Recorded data
● ● ●

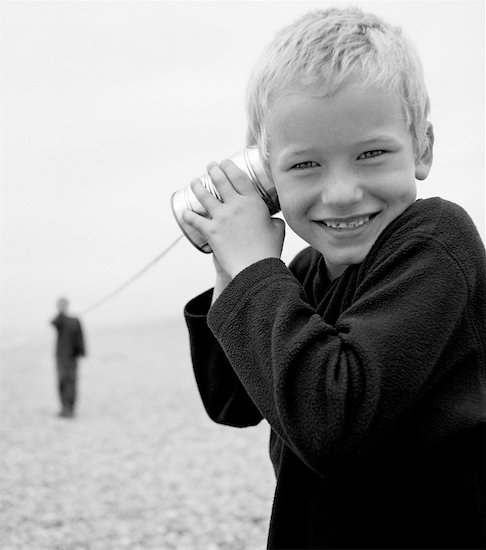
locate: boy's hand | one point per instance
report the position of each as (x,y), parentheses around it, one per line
(239,229)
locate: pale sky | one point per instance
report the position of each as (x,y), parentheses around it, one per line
(107,108)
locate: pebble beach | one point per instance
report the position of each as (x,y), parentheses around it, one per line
(140,467)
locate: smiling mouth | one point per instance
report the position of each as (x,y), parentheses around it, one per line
(348,224)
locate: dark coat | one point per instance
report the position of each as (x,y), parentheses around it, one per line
(70,339)
(373,385)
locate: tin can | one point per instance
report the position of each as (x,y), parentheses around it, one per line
(249,161)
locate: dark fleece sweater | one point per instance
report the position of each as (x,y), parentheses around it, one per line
(373,384)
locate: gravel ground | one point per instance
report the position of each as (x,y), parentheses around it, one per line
(140,467)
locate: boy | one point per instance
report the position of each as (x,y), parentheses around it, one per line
(366,356)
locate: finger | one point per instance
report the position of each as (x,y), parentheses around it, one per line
(207,200)
(223,185)
(240,180)
(196,221)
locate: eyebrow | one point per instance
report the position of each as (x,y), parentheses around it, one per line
(382,138)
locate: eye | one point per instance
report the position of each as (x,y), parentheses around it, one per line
(304,165)
(372,154)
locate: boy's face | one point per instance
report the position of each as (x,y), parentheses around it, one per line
(344,168)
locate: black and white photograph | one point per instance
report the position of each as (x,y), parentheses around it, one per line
(243,275)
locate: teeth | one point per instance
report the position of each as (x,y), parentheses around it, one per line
(352,224)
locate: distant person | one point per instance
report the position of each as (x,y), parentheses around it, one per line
(366,356)
(70,346)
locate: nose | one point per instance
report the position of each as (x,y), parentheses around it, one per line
(340,189)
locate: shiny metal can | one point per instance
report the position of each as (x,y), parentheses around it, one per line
(249,161)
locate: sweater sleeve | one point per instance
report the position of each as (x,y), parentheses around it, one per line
(224,397)
(333,390)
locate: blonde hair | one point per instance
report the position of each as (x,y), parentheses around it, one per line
(324,47)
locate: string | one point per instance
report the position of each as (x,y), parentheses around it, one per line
(133,278)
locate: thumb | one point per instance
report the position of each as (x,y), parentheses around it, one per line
(279,226)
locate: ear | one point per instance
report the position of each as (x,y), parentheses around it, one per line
(424,163)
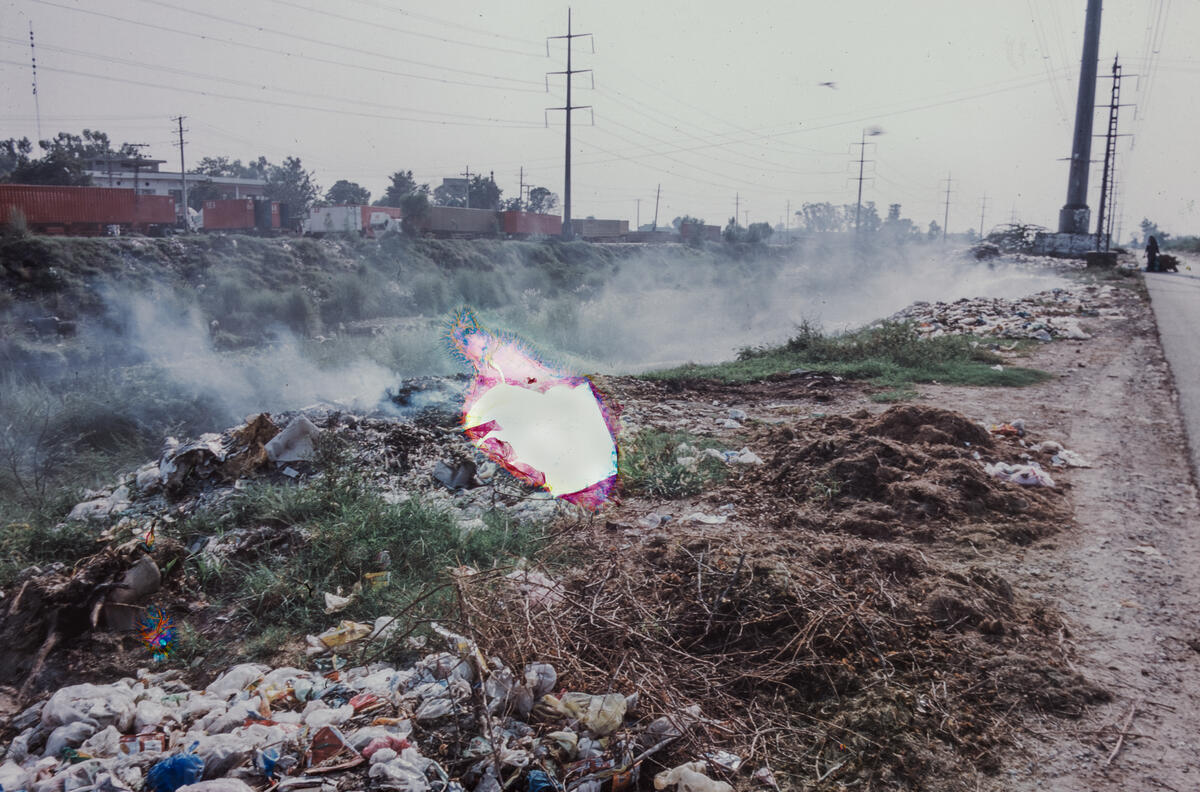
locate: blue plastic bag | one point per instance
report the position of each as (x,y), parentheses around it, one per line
(539,781)
(174,772)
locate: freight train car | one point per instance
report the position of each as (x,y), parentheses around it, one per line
(366,221)
(85,211)
(454,222)
(241,215)
(696,232)
(521,223)
(600,231)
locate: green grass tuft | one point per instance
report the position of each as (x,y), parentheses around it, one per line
(649,465)
(891,354)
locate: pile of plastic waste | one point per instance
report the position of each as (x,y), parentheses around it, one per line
(1047,316)
(451,721)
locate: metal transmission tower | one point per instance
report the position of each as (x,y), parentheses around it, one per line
(567,187)
(33,61)
(946,221)
(1073,217)
(183,171)
(1110,153)
(862,153)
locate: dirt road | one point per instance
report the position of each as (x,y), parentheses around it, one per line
(1126,576)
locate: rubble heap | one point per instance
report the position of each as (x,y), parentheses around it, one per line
(1045,316)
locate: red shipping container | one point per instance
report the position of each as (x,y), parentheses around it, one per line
(229,214)
(528,223)
(84,209)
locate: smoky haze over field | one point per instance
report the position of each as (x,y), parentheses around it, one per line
(658,310)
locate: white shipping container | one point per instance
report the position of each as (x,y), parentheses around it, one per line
(335,220)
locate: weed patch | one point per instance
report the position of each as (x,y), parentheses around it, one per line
(669,465)
(891,354)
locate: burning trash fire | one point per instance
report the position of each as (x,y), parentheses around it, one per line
(546,427)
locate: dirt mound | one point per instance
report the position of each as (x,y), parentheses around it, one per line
(861,663)
(910,469)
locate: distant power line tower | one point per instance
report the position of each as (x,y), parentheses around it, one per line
(862,161)
(33,61)
(946,221)
(1103,221)
(567,169)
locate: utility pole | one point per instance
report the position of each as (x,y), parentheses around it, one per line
(183,171)
(946,221)
(467,174)
(1073,217)
(33,60)
(568,233)
(1110,150)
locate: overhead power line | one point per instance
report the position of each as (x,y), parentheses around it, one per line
(403,31)
(232,81)
(258,100)
(315,59)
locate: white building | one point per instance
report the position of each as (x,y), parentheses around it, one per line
(143,174)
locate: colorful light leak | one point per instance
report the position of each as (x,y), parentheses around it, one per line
(544,426)
(157,633)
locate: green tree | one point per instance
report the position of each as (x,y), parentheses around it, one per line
(822,217)
(543,201)
(348,192)
(759,233)
(291,184)
(401,186)
(13,153)
(54,168)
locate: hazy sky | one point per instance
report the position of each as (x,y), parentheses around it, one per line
(709,100)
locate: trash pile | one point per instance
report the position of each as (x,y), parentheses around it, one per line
(1047,316)
(451,721)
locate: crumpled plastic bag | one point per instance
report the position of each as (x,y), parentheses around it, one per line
(405,773)
(599,714)
(1027,475)
(237,678)
(99,705)
(689,778)
(69,736)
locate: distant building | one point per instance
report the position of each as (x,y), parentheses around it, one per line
(143,174)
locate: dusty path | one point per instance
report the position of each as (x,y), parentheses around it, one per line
(1127,577)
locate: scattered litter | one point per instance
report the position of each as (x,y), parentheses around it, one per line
(1044,316)
(708,520)
(689,778)
(294,443)
(1029,475)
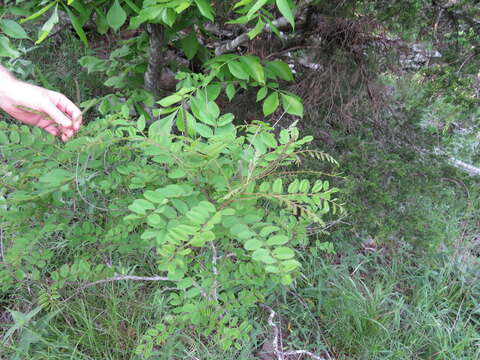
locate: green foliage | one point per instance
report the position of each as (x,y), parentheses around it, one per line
(208,208)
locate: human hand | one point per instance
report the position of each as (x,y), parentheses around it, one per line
(50,110)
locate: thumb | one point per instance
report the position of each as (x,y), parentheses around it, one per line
(56,115)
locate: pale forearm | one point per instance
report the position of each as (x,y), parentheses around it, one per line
(37,106)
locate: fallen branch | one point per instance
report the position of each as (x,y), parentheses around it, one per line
(278,351)
(280,23)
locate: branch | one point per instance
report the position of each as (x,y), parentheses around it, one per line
(281,23)
(279,353)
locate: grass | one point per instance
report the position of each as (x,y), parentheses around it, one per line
(414,296)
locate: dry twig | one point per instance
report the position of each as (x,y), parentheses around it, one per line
(278,350)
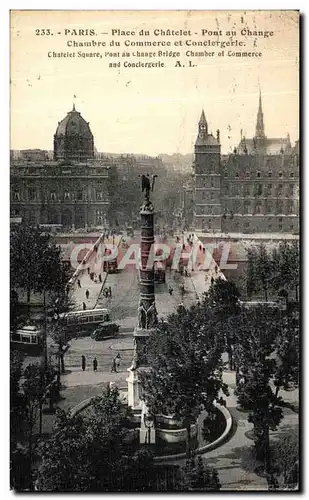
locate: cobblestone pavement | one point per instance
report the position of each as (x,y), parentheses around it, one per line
(94,287)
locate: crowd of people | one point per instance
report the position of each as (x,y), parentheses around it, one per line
(114,367)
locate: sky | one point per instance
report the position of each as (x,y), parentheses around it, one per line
(153,111)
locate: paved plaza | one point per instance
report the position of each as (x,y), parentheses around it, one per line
(234,459)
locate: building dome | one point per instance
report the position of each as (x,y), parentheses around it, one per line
(73,139)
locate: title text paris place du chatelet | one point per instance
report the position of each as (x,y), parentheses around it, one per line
(153,48)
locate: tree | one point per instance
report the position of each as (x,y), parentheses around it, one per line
(19,478)
(185,376)
(35,263)
(286,351)
(58,328)
(223,296)
(258,331)
(17,403)
(36,385)
(195,476)
(286,461)
(93,452)
(259,271)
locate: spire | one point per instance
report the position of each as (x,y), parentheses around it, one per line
(259,129)
(202,126)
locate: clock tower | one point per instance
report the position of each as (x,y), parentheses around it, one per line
(207,179)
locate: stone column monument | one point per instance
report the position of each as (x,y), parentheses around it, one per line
(147,313)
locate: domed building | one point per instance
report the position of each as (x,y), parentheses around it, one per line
(71,191)
(73,140)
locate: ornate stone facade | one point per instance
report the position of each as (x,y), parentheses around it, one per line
(72,190)
(255,189)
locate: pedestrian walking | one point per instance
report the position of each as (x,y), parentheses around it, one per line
(114,366)
(117,359)
(95,364)
(83,363)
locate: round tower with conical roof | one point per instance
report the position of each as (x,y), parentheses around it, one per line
(73,140)
(207,212)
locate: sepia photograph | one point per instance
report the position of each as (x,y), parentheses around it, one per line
(154,251)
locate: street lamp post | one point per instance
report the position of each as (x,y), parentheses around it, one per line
(148,421)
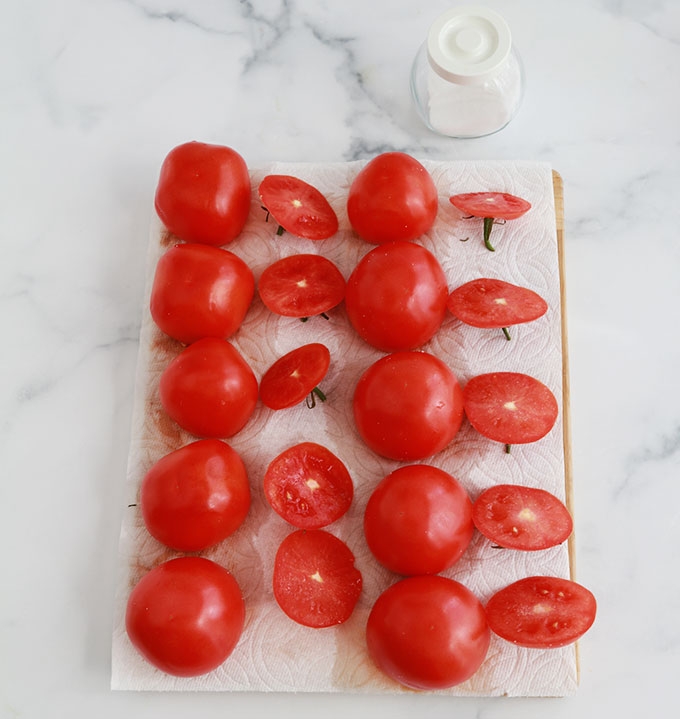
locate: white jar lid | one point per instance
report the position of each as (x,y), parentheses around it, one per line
(468,44)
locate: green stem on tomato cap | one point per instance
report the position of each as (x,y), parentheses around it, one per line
(488,224)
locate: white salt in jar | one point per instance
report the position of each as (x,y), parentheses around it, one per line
(467,79)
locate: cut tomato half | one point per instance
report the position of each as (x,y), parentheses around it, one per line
(518,517)
(298,207)
(542,612)
(510,407)
(490,206)
(301,286)
(295,376)
(308,486)
(490,303)
(315,581)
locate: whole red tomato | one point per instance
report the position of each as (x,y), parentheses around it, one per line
(200,291)
(196,496)
(396,296)
(209,389)
(392,198)
(418,520)
(186,616)
(408,406)
(428,632)
(203,193)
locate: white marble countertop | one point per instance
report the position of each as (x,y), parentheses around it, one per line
(94,94)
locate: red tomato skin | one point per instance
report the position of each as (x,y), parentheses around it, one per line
(300,208)
(492,303)
(301,285)
(294,375)
(209,389)
(309,486)
(200,291)
(542,612)
(524,518)
(203,193)
(396,296)
(392,198)
(315,581)
(186,616)
(499,205)
(418,520)
(408,406)
(487,398)
(428,632)
(195,496)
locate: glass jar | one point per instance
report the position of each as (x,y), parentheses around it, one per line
(467,79)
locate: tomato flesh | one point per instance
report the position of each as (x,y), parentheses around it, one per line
(408,406)
(209,389)
(200,291)
(186,616)
(315,581)
(308,486)
(298,207)
(294,376)
(524,518)
(302,285)
(510,407)
(542,612)
(195,496)
(418,520)
(428,632)
(396,296)
(492,303)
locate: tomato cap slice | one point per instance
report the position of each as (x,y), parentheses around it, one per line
(309,486)
(300,208)
(294,376)
(315,581)
(490,303)
(524,518)
(541,612)
(510,407)
(301,285)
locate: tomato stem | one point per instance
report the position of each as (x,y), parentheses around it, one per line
(488,224)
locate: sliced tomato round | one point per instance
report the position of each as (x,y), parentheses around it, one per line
(302,285)
(315,581)
(510,407)
(499,205)
(518,517)
(298,207)
(542,612)
(490,303)
(309,486)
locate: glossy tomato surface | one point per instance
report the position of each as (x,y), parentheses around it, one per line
(186,616)
(195,496)
(308,485)
(392,198)
(209,389)
(301,285)
(542,612)
(510,407)
(418,520)
(408,406)
(203,193)
(200,291)
(396,296)
(298,207)
(492,303)
(519,517)
(315,580)
(428,632)
(294,376)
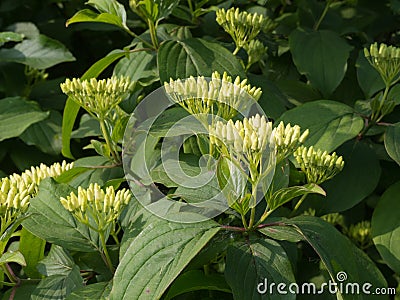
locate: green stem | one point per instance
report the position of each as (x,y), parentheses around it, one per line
(326,8)
(104,253)
(253,206)
(153,34)
(10,274)
(107,138)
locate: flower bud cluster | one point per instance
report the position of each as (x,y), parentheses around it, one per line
(17,189)
(318,165)
(220,95)
(93,203)
(247,138)
(385,59)
(287,139)
(242,26)
(98,97)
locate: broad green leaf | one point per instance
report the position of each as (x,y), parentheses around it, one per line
(40,52)
(250,263)
(196,280)
(32,247)
(21,293)
(52,222)
(171,117)
(99,290)
(165,7)
(111,12)
(339,254)
(281,176)
(199,194)
(88,127)
(314,56)
(169,246)
(12,256)
(392,142)
(139,66)
(187,166)
(195,57)
(10,36)
(386,227)
(63,275)
(46,134)
(345,189)
(28,29)
(284,195)
(87,15)
(57,262)
(330,123)
(72,108)
(368,78)
(17,114)
(232,181)
(280,232)
(272,100)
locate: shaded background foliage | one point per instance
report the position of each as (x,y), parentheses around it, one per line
(309,60)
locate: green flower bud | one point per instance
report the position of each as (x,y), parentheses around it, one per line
(386,60)
(287,139)
(98,97)
(102,207)
(243,27)
(318,166)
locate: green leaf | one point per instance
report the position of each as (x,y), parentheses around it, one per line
(344,190)
(392,142)
(17,114)
(368,78)
(10,36)
(12,256)
(166,120)
(87,15)
(139,66)
(40,52)
(72,108)
(280,233)
(88,127)
(195,57)
(284,195)
(57,262)
(339,254)
(186,166)
(232,182)
(386,227)
(330,123)
(21,293)
(196,280)
(314,56)
(32,247)
(52,222)
(169,246)
(165,7)
(46,134)
(249,263)
(63,275)
(111,12)
(99,290)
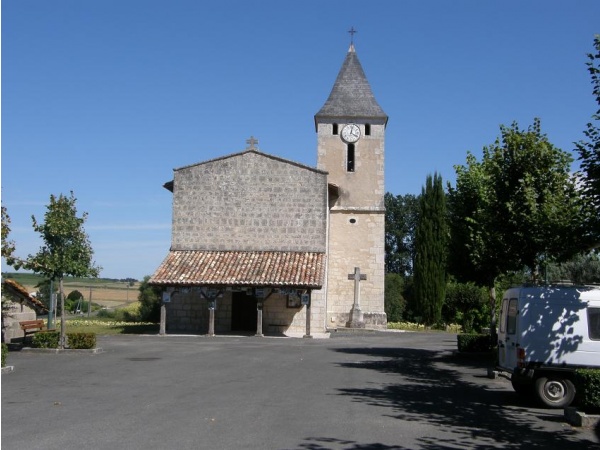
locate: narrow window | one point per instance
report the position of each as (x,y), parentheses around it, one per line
(350,158)
(594,323)
(511,318)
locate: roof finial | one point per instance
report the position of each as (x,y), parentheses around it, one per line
(352,31)
(251,143)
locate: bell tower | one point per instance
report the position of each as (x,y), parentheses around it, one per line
(350,144)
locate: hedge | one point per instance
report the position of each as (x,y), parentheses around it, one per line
(587,387)
(81,340)
(50,339)
(45,339)
(474,343)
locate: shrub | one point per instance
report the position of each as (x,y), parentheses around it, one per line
(587,387)
(81,340)
(46,339)
(4,354)
(474,343)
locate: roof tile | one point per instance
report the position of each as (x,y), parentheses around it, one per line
(233,268)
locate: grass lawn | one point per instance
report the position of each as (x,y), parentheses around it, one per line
(106,327)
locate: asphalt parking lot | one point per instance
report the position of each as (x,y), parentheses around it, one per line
(366,391)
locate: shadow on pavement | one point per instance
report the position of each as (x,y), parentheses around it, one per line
(430,390)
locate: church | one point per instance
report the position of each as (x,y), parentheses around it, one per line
(264,245)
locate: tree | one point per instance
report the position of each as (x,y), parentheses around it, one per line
(8,247)
(149,298)
(466,305)
(400,223)
(430,245)
(518,207)
(66,251)
(394,300)
(583,269)
(589,155)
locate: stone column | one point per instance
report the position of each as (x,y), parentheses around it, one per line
(163,319)
(308,335)
(259,306)
(211,317)
(356,315)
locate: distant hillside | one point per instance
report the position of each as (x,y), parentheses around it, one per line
(107,292)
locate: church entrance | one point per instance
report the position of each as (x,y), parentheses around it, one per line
(243,312)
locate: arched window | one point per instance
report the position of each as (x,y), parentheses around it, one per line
(350,158)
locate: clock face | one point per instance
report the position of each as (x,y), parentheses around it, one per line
(351,133)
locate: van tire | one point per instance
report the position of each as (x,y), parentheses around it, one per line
(554,392)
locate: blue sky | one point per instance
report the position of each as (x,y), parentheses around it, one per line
(104,98)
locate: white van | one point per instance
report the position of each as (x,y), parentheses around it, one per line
(544,334)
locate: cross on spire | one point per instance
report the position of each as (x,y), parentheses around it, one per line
(251,143)
(352,31)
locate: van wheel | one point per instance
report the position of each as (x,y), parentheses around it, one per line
(554,392)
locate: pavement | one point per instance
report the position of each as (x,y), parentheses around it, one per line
(378,390)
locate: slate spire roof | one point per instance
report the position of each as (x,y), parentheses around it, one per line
(351,96)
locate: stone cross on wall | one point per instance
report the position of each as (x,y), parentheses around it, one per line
(252,142)
(356,316)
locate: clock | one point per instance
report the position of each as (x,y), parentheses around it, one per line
(351,133)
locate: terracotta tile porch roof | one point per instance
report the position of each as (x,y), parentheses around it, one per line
(234,268)
(21,293)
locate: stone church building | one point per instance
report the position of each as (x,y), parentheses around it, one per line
(261,244)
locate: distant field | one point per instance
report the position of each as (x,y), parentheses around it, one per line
(109,293)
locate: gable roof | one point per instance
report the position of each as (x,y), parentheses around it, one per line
(170,184)
(351,96)
(200,268)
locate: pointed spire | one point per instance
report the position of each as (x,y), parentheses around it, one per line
(351,96)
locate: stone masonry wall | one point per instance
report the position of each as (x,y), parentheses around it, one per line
(249,202)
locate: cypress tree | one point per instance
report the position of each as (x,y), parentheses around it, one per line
(430,245)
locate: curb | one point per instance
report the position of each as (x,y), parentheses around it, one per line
(91,351)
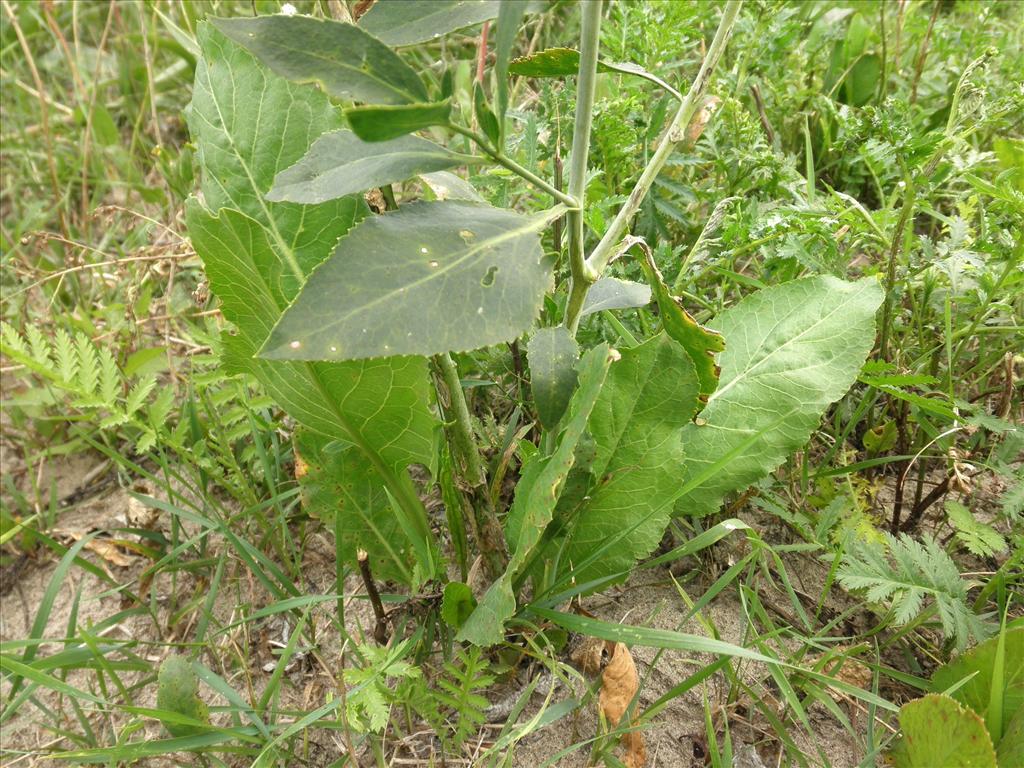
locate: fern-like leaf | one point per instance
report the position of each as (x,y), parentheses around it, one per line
(64,346)
(904,572)
(110,379)
(88,370)
(458,688)
(979,538)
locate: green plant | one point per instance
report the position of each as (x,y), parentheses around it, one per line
(903,571)
(340,334)
(177,692)
(829,146)
(982,716)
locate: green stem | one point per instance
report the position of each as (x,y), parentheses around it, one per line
(894,251)
(507,162)
(602,254)
(583,278)
(491,538)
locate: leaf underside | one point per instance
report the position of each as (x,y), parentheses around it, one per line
(430,278)
(536,496)
(347,61)
(411,22)
(340,163)
(700,343)
(792,350)
(612,293)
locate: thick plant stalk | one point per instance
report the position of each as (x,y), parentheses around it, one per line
(605,250)
(590,41)
(491,537)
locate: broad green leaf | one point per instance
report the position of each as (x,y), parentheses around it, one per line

● ● ●

Task instructions: Of the entries above, repeat exactly the lines between the line with "locate: dark coat | one point per instance" and the line with "locate: shiny metal", inclusive, and no others.

Problem solution:
locate: dark coat | one point per instance
report the position of each as (x,y), parentheses around it, one per line
(70,339)
(373,385)
locate: tin can | one point per instance
report the position of each as (x,y), parentheses around it, one per line
(249,161)
locate: dark fleece sweater | one point per instance
report the position of each as (x,y), parentheses around it, one per line
(373,384)
locate: gravel ground | one point per instance
report the position of each as (x,y), parentheses around it, one per line
(140,467)
locate: boy | one point per instance
report the position of each as (x,y), parentheses around it, one per line
(366,356)
locate: finger | one point per instance
report the position of each as (x,y), parentheses around it, one per line
(207,200)
(223,185)
(240,180)
(196,221)
locate: eyebrow | one point per instance
report the position of each as (x,y), parentheses around it, one per line
(382,138)
locate: eye | one point per instance
report the position of each as (x,y), parentheses around it, one per line
(304,165)
(372,154)
locate: boy's face | one point per instance
report the position of each as (x,y), parentheses around it, one per line
(344,168)
locate: black and white photograph | one point per instance
report the position of each as (x,y), parentheses around it, one per line
(243,275)
locate: teeth | one point per instance
report the position of each as (x,y), parentheses around it, one per line
(352,224)
locate: distant person | one point per instance
report the position of each as (x,y), parentheses around it, one per line
(366,356)
(70,346)
locate: nose | one point per instance
report the position of each as (x,y), parentheses around it, one per line
(340,189)
locate: shiny metal can | one point per instance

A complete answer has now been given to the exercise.